**Text provided:**
An unconventional manner through which to protect your intellectual property
18 Mar 2019
Eradicating counterfeit goods in the South African market is essential to its economy. The practical consequence of not taking action against the sale of counterfeit goods in the market results in loss in sales and profits of genuine goods and brands. Furthermore, the existence of counterfeit goods in the market may pose a massive health risk to the public as the pharmaceutical, medicinal and food industries are increasingly being targeted by counterfeiters who deal in inferior and in some instances toxic counterfeit goods.
The following article provides for a basic understanding of counterfeit law in South Africa – considering that South Africa is one of the few countries in Africa that has implemented effective counterfeit laws through its Counterfeit Goods Act (the Act).
What are counterfeit goods?
Goods, often of a lower quality, that are manufactured or sold under a third party’s brand name or trade mark without the brand owner’s authorisation.
Intellectual Property rights afforded protection under the Counterfeit Goods Act
The Counterfeit Goods Act affords protection to intellectual property owners that have:
- registered trade marks;
- unregistered well-known trade marks;
- copyright works (provided that the subsistence of copyright in the work is proven); and
- prohibited marks under the Merchandise Marks Act.
What constitutes dealing in counterfeit goods?
- the possession of infringing goods in the course of business; or
- manufacturing, making or producing infringing goods for non-private or domestic use; or
- selling, hiring or exchanging infringing goods; or
- exhibiting infringing goods for the purposes of trade; or
- distributing infringing goods for the purposes of trade, or any other activity or action that may prejudice the rights of an intellectual property owner; or
- importing infringing goods into or through South Africa, except if doing so for private or domestic use.
Avenues available to combat counterferfeiters?
There are three commonly used remedies to take action against counterfeiters, briefly summarised as follows:
Action by the South African Police Services (the SAPS) or an Inspector appointed by the Department of Trade and Industry (DTI):
Intellectual property owners that identify counterfeit goods in the market can immediately take action by conducting what is known as a discrete “test purchase” which serves as proof that the infringer is in fact dealing in counterfeit goods.
Thereafter, a complaint that an offence of dealing in counterfeit goods has been committed can be lodged with the SAPS or an Inspector. The official will apply to the relevant Court having jurisdiction over the matter for a search and seizure warrant if such official is convinced that the complained of offence has been committed.
Should the warrant be granted, the goods will be confiscated from the identified premises, and stored at a counterfeit goods depot until the case is finalised. Hereafter, criminal and / or civil proceedings can commence.
Action by Customs:
An intellectual property owner seeking to protect a brand may apply to the Department of Customs and Excise to record such intellectual property rights on Customs’ “watch” database.

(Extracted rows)

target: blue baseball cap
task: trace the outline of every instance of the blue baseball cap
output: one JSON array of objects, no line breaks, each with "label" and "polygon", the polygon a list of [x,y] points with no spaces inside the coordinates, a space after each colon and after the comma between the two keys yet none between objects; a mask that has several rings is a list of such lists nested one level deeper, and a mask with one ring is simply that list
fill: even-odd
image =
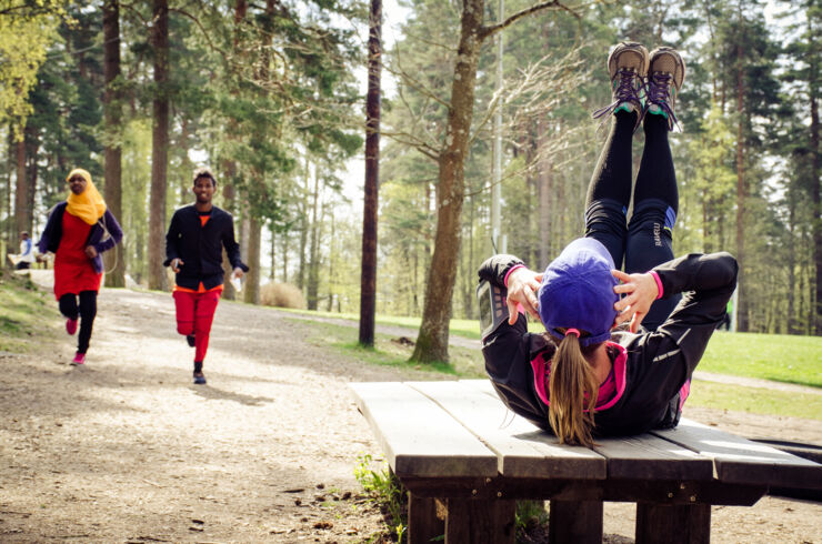
[{"label": "blue baseball cap", "polygon": [[560,329],[584,331],[589,335],[580,339],[583,346],[609,340],[619,300],[613,268],[611,253],[598,240],[580,238],[568,244],[542,275],[540,319],[548,332],[562,338]]}]

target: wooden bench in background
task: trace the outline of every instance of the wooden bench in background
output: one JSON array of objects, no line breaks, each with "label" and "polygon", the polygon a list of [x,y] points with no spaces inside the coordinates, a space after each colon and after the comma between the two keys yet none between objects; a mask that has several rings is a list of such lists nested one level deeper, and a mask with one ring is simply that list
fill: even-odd
[{"label": "wooden bench in background", "polygon": [[770,486],[822,488],[822,465],[683,420],[672,431],[558,440],[488,380],[353,383],[360,412],[409,491],[409,542],[513,543],[517,500],[549,500],[553,543],[601,543],[603,501],[636,503],[636,542],[710,541],[711,505]]}]

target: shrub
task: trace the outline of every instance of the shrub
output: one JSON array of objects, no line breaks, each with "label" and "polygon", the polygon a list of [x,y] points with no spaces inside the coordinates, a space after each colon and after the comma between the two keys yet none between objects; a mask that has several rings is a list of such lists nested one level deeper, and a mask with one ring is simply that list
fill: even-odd
[{"label": "shrub", "polygon": [[305,299],[291,283],[267,283],[260,288],[260,303],[267,306],[304,309]]}]

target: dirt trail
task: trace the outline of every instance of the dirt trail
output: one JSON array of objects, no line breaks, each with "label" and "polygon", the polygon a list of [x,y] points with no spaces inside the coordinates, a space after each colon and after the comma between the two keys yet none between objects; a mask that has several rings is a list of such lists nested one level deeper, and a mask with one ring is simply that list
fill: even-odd
[{"label": "dirt trail", "polygon": [[[345,383],[442,377],[364,364],[239,303],[218,309],[207,386],[190,383],[169,295],[104,290],[82,367],[60,326],[31,353],[0,353],[2,542],[361,541],[380,518],[353,470],[380,449]],[[689,416],[822,443],[819,422]],[[611,542],[631,542],[632,516],[609,506]],[[713,542],[822,542],[822,505],[766,497],[716,508],[713,526]]]}]

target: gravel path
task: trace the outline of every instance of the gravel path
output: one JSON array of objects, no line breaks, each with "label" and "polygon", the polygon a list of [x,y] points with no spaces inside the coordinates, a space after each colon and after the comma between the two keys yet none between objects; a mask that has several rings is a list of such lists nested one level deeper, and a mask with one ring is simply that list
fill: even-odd
[{"label": "gravel path", "polygon": [[[62,323],[0,353],[1,542],[361,542],[380,514],[353,477],[380,455],[345,383],[433,380],[330,350],[310,323],[223,302],[194,386],[168,294],[104,290],[88,363]],[[407,334],[405,334],[407,335]],[[822,443],[816,421],[693,410],[739,434]],[[633,508],[605,508],[632,542]],[[822,505],[714,508],[713,542],[822,542]]]}]

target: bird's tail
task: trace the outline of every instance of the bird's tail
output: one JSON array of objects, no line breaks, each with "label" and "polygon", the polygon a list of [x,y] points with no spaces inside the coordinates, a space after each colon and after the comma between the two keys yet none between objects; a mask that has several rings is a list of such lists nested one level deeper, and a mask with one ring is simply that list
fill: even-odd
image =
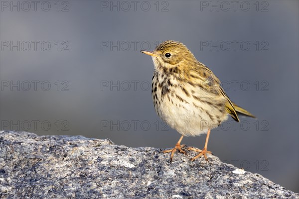
[{"label": "bird's tail", "polygon": [[234,108],[235,108],[235,110],[236,112],[238,113],[238,114],[243,115],[245,116],[247,116],[250,117],[256,118],[255,116],[242,108],[242,107],[239,106],[238,105],[236,104],[235,103],[232,102],[233,106]]}]

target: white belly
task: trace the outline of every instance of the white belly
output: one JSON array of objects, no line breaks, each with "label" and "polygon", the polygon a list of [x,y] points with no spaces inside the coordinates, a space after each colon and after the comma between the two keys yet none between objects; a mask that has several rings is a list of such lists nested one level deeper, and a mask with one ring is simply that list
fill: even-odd
[{"label": "white belly", "polygon": [[[195,136],[206,133],[208,129],[216,127],[228,117],[224,107],[223,109],[219,109],[196,100],[192,96],[188,97],[179,88],[169,88],[169,92],[163,95],[160,90],[157,86],[156,92],[152,93],[156,112],[170,127],[184,136]],[[198,91],[196,95],[198,98],[201,98],[200,95],[202,95],[201,97],[204,100],[205,94],[203,92]],[[221,102],[219,99],[210,99],[209,101]]]}]

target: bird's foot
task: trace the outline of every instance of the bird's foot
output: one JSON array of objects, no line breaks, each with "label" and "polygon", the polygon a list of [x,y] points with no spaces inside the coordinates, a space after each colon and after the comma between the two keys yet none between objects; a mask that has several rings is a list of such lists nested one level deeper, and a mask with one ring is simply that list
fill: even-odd
[{"label": "bird's foot", "polygon": [[170,152],[171,153],[171,154],[170,155],[170,162],[172,162],[172,158],[173,157],[173,155],[174,155],[174,153],[176,152],[176,150],[178,150],[178,151],[183,153],[184,155],[187,155],[187,153],[186,152],[186,151],[182,149],[182,148],[183,148],[185,146],[186,146],[185,144],[181,145],[179,143],[176,143],[176,144],[175,144],[175,146],[173,149],[162,151],[162,152],[164,153]]},{"label": "bird's foot", "polygon": [[204,148],[203,149],[200,150],[200,149],[197,149],[197,148],[188,147],[188,148],[187,148],[187,150],[189,150],[189,151],[192,150],[192,151],[196,151],[197,152],[200,152],[197,155],[196,155],[194,157],[190,159],[190,160],[191,160],[191,161],[193,161],[195,160],[196,160],[196,159],[200,157],[200,156],[203,155],[203,157],[204,157],[204,159],[206,160],[206,161],[209,162],[209,160],[208,160],[208,157],[207,157],[207,153],[208,153],[209,154],[212,154],[212,153],[211,151],[209,151],[207,150],[206,148]]}]

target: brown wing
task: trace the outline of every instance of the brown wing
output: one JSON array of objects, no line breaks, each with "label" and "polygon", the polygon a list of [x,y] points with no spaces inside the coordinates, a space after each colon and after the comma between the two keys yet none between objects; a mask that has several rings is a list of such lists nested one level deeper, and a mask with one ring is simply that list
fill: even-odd
[{"label": "brown wing", "polygon": [[[214,89],[216,89],[218,91],[218,93],[223,96],[226,99],[226,103],[225,103],[225,111],[227,112],[228,114],[229,114],[234,120],[237,121],[240,121],[239,119],[239,117],[238,117],[238,115],[237,114],[237,112],[236,112],[236,110],[234,106],[234,104],[229,99],[229,98],[224,91],[223,91],[223,89],[220,86],[220,81],[219,79],[213,73],[212,71],[211,71],[208,67],[205,66],[204,65],[202,64],[202,68],[204,69],[204,71],[206,71],[206,73],[208,73],[209,74],[207,78],[206,78],[207,80],[209,82],[210,84],[208,84],[209,86],[213,86],[214,87]],[[216,88],[215,88],[215,87]]]}]

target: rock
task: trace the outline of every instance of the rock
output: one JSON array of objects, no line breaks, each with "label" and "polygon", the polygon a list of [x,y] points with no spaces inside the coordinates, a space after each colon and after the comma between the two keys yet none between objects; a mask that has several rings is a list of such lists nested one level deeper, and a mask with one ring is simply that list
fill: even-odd
[{"label": "rock", "polygon": [[[109,139],[0,132],[0,198],[298,199],[213,155],[194,162]],[[189,157],[195,155],[189,152]]]}]

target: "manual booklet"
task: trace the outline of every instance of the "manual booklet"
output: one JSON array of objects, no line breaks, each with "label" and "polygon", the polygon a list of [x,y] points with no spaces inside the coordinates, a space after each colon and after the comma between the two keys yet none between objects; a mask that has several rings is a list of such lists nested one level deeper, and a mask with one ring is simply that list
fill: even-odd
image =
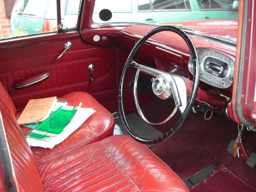
[{"label": "manual booklet", "polygon": [[18,123],[20,125],[43,121],[50,115],[57,100],[56,97],[30,99],[19,117]]},{"label": "manual booklet", "polygon": [[78,107],[63,106],[52,113],[49,117],[37,125],[26,137],[42,139],[60,133],[70,122]]},{"label": "manual booklet", "polygon": [[80,107],[82,103],[80,103],[75,114],[70,123],[65,127],[61,133],[56,136],[43,139],[26,137],[26,139],[29,144],[30,146],[52,149],[55,145],[63,141],[79,128],[95,111],[92,108]]},{"label": "manual booklet", "polygon": [[[53,113],[54,112],[57,110],[60,107],[65,106],[68,103],[65,101],[57,101],[55,103],[52,109],[52,111],[50,112],[50,113]],[[30,128],[30,129],[34,129],[37,127],[41,123],[42,123],[41,122],[38,122],[37,123],[22,124],[22,125]]]}]

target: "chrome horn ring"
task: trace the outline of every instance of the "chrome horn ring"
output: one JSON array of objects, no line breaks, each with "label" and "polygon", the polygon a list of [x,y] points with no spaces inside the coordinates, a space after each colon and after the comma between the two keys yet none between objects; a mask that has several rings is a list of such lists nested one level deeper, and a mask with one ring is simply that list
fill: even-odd
[{"label": "chrome horn ring", "polygon": [[[148,38],[153,35],[158,33],[164,31],[173,32],[179,35],[185,41],[190,51],[193,64],[193,82],[192,84],[191,91],[189,95],[187,105],[186,105],[185,106],[182,106],[182,107],[185,107],[185,108],[184,109],[184,112],[182,113],[181,117],[173,128],[172,128],[169,131],[163,134],[160,137],[152,139],[147,139],[143,138],[136,135],[131,128],[127,122],[123,108],[123,97],[124,95],[124,87],[128,69],[131,67],[139,68],[140,67],[143,66],[143,65],[140,65],[139,64],[136,63],[133,60],[135,53],[138,50],[139,48]],[[146,66],[144,67],[146,67]],[[140,68],[140,71],[142,71],[142,68]],[[147,71],[147,73],[148,73],[148,74],[154,76],[154,71],[152,71],[152,68],[151,68],[148,69],[148,70],[147,69],[146,70]],[[155,70],[157,70],[157,69],[155,69]],[[160,71],[162,72],[162,71]],[[139,73],[139,72],[137,72]],[[135,44],[135,46],[130,53],[126,62],[125,63],[121,76],[118,94],[119,108],[121,119],[124,126],[131,136],[135,140],[142,143],[146,144],[154,144],[159,143],[170,137],[177,132],[183,124],[189,113],[192,110],[192,108],[193,106],[199,86],[199,68],[198,63],[198,59],[196,49],[189,37],[188,37],[184,31],[181,29],[174,26],[170,25],[161,26],[156,27],[151,30],[146,34],[140,39],[138,42]],[[177,77],[175,77],[173,75],[172,75],[172,76],[173,79],[177,78]],[[138,80],[138,77],[137,80]],[[176,80],[175,82],[177,82]],[[177,87],[178,89],[179,86],[177,86]],[[157,89],[158,89],[158,88],[157,88]],[[172,90],[172,92],[173,90]],[[161,93],[160,94],[161,94]],[[180,97],[181,96],[181,95],[180,95]],[[187,97],[187,95],[185,95],[185,96]],[[176,105],[176,103],[175,104]],[[181,106],[180,106],[179,107],[180,109]]]}]

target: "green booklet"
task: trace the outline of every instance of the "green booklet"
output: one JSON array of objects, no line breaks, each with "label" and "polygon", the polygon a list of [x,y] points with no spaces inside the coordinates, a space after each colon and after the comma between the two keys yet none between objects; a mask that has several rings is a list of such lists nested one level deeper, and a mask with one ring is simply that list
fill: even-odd
[{"label": "green booklet", "polygon": [[70,122],[78,107],[63,106],[53,112],[49,117],[37,125],[26,137],[42,139],[60,133]]},{"label": "green booklet", "polygon": [[[54,111],[56,111],[60,107],[62,106],[65,106],[67,105],[68,103],[65,101],[57,101],[56,103],[54,105],[52,108],[52,110],[51,112],[51,113],[52,113]],[[42,122],[38,122],[37,123],[27,123],[26,124],[22,124],[22,125],[30,128],[30,129],[34,129],[38,127],[39,125],[42,123]]]}]

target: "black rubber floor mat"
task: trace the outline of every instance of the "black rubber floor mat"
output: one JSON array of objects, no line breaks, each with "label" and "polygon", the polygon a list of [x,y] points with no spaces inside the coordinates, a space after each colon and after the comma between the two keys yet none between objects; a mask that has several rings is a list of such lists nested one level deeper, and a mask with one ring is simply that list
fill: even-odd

**Instructions:**
(1) Please reproduce the passage of the counterfeit goods article from "The following article" through "in counterfeit goods?".
(2) Carry on the counterfeit goods article from the point where it stops.

**Answers provided:**
(1)
The following article provides for a basic understanding of counterfeit law in South Africa – considering that South Africa is one of the few countries in Africa that has implemented effective counterfeit laws through its Counterfeit Goods Act (the Act).
What are counterfeit goods?
Goods, often of a lower quality, that are manufactured or sold under a third party’s brand name or trade mark without the brand owner’s authorisation.
Intellectual Property rights afforded protection under the Counterfeit Goods Act
The Counterfeit Goods Act affords protection to intellectual property owners that have:
- registered trade marks;
- unregistered well-known trade marks;
- copyright works (provided that the subsistence of copyright in the work is proven); and
- prohibited marks under the Merchandise Marks Act.
What constitutes dealing in counterfeit goods?

(2)
Customs will then be alerted to identify and seize all suspect counterfeit goods imported and exported through South African borders, airlines and harbours and report such suspect goods to the intellectual property holder or its legal representatives to clarify whether such goods are in fact counterfeit. Again, criminal and / or civil proceedings may commence hereafter.
Civil Action by Intellectual Property Rights Owners:
Application by an intellectual property right owner may be made to the relevant Judge to obtain an order directing the Sheriff (or any other authorised official) to search, seize and confiscate counterfeit goods and documents relating thereto as evidence of counterfeit activities.
The relevant Judge will need to satisfy himself/herself that the owners’ rights to inspecting goods or documents will be prejudiced in that they may be destroyed if action is not taken on an urgent basis.
Penalties and consequences of dealing in counterfeit goods
Apart from obtaining a declaratory court order that counterfeit goods, packaging and tools used in the manufacturing process of such goods be destroyed, the Act introduces the following strict penalties upon convicted counterfeiters:
- First time offenders – are punishable by a maximum fine of R5 000 per article or item, or imprisonment for a maximum period of 3 years, or both depending on the circumstances and severity of the offence.
- Subsequent/repeat offenders – are punishable by a maximum fine of R10 000 per article or item, or imprisonment for a maximum period of 5 years, or both depending on the circumstances and severity of the offence.
Counterfeit law in South Africa offers quick and effective results that ordinarily take years of court proceedings to conclude. The procedure allows for a complainant to confiscate goods reasonably suspected to be counterfeit pending the outcome of the dispute. This can significantly minimise damage to brand owners before the case is finalised.
Both criminal and civil proceedings can be instituted against infringers, allowing the complainant two opportunities to hold offenders liable for their unlawful actions. As evident from the above, convicted counterfeiters face hefty penalties for their actions.
In conclusion, intellectual property brand owners should seek the advice of anti-counterfeit specialists that adopt a zero-tolerance approach utilising all available avenues to combat counterfeiting, to send a clear warning to infringers.